Exercise goal: Lift out, unaltered, the lines of the material below between the line holding "point: stone staircase" and the line holding "point: stone fence", counting both.

Data excerpts START

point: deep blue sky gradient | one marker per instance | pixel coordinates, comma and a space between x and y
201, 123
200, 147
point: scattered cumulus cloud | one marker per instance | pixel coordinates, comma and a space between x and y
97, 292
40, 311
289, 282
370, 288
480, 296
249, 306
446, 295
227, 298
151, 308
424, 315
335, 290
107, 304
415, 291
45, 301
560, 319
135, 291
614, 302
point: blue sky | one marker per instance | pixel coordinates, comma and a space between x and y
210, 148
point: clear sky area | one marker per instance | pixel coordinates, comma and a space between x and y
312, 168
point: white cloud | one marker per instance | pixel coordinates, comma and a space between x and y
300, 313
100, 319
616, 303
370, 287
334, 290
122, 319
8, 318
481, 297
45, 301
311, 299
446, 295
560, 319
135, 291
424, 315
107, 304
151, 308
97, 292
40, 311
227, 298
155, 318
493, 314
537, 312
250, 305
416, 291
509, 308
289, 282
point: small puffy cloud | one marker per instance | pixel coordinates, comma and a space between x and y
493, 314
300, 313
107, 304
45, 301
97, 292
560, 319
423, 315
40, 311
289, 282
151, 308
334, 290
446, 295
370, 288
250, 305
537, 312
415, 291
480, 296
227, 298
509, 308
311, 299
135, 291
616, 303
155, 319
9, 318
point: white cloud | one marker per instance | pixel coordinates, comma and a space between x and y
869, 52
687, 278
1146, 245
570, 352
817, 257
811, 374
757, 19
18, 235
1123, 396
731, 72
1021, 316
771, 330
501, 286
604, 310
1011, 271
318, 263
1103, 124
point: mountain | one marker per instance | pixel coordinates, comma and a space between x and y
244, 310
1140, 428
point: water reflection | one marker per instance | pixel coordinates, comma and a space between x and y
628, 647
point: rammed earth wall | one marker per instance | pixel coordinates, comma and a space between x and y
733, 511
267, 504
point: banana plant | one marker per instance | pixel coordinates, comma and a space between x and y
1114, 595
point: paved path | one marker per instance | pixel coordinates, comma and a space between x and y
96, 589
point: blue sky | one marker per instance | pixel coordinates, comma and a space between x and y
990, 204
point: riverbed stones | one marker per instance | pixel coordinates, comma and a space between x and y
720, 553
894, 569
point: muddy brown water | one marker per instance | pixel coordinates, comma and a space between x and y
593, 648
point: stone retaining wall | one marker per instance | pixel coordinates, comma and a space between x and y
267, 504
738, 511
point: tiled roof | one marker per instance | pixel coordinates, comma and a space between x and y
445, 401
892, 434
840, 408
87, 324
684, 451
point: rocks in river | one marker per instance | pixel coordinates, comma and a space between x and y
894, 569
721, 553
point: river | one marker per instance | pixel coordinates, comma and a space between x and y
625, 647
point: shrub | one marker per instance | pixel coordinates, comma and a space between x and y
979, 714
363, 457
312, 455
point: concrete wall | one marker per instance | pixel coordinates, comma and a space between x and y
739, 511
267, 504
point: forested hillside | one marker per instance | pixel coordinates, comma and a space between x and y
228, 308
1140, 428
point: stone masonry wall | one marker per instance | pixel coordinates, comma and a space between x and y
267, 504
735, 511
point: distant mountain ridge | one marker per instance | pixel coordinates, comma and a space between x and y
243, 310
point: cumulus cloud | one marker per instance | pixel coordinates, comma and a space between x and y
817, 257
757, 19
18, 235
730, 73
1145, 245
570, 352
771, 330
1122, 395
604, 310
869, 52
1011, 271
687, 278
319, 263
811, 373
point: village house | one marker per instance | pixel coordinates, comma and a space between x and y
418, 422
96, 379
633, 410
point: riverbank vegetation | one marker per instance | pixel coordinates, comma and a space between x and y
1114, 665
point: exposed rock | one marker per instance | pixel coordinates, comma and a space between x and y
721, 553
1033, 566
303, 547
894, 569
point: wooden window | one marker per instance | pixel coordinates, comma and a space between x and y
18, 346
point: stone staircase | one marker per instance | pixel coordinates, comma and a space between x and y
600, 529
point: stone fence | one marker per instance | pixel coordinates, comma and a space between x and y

Data excerpts END
Data excerpts START

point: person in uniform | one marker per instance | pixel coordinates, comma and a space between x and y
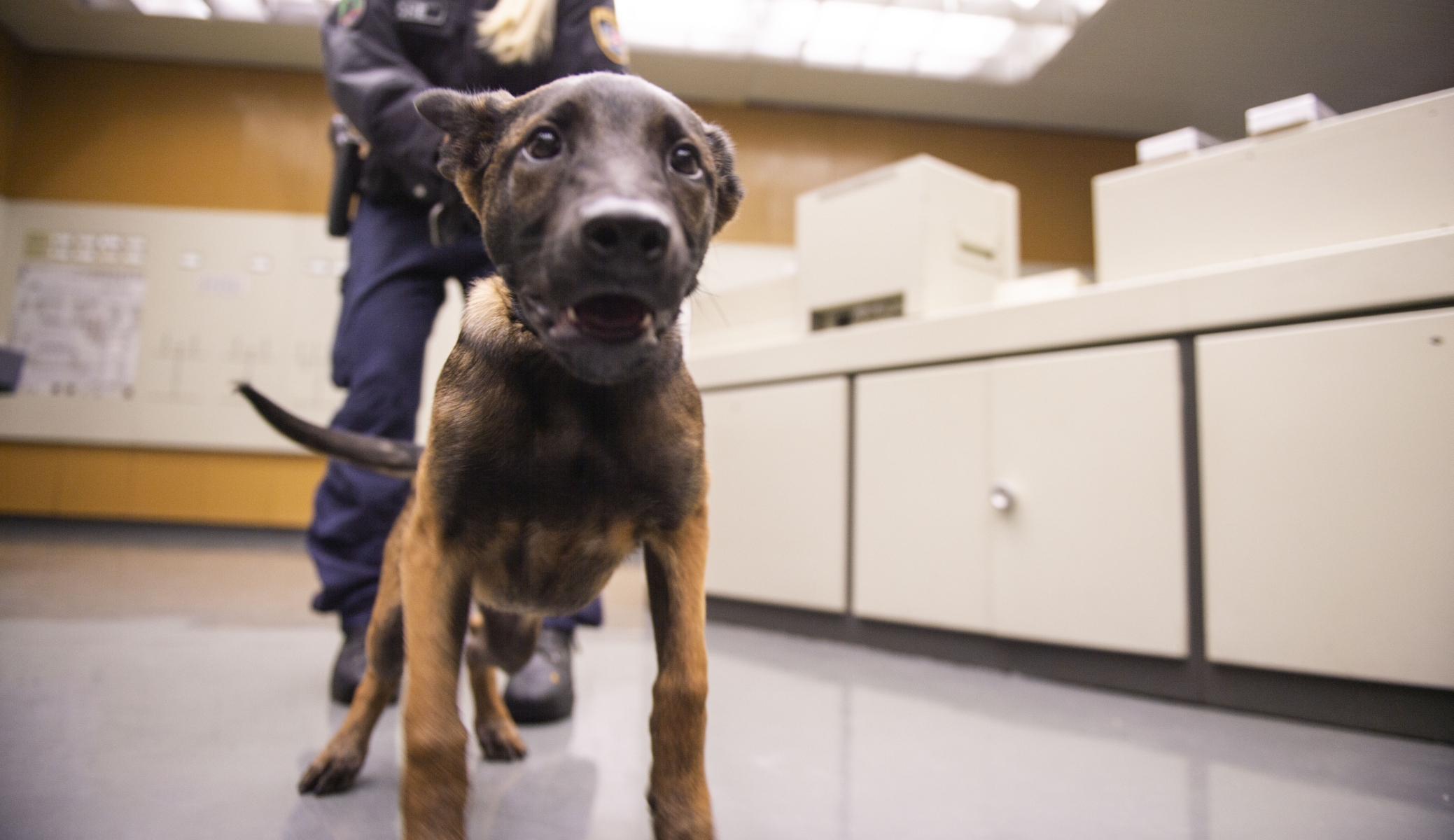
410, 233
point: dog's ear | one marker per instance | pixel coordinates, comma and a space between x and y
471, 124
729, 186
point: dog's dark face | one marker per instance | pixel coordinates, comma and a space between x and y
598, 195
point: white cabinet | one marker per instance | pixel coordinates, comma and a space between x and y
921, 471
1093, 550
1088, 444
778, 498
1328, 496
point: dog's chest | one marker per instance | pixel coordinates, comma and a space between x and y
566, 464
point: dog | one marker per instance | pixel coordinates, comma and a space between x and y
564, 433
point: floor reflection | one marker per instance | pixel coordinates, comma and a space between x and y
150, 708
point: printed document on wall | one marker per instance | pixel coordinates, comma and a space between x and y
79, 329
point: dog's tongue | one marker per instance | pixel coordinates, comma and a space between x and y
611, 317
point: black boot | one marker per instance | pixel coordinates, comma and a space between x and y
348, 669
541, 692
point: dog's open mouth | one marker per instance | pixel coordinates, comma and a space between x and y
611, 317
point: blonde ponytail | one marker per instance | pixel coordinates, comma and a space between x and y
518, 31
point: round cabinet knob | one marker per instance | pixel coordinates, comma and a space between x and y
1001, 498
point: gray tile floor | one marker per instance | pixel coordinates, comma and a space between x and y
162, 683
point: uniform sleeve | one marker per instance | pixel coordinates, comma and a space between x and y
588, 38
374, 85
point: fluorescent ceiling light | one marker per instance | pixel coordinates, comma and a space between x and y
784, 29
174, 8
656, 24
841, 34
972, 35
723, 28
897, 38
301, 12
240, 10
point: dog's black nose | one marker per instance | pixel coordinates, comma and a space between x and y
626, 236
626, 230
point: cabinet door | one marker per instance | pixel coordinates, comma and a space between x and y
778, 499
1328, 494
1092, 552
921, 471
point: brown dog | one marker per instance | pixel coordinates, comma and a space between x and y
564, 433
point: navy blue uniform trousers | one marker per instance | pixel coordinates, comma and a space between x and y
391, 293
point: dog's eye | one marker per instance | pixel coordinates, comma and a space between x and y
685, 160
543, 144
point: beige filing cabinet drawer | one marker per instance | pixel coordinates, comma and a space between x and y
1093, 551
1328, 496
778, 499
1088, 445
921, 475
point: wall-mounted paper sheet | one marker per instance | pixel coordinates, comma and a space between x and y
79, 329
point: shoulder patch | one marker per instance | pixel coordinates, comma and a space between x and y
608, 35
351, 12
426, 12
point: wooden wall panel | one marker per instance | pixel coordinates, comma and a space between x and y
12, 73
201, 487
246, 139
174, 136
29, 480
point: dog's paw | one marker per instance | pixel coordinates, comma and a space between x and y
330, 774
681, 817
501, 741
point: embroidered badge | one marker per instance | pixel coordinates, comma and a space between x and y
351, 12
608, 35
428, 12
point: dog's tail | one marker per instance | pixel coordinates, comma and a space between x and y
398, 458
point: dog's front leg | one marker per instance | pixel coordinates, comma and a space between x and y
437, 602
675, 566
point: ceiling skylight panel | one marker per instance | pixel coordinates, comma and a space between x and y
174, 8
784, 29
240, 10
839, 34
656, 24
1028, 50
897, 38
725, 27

Data excerpts END

Task output:
point: stone staircase | one marker per instance | pixel coordinates, comma and a space between x and y
600, 529
point: stone fence | one marker per instance | pixel coordinates, comma and a space between x and y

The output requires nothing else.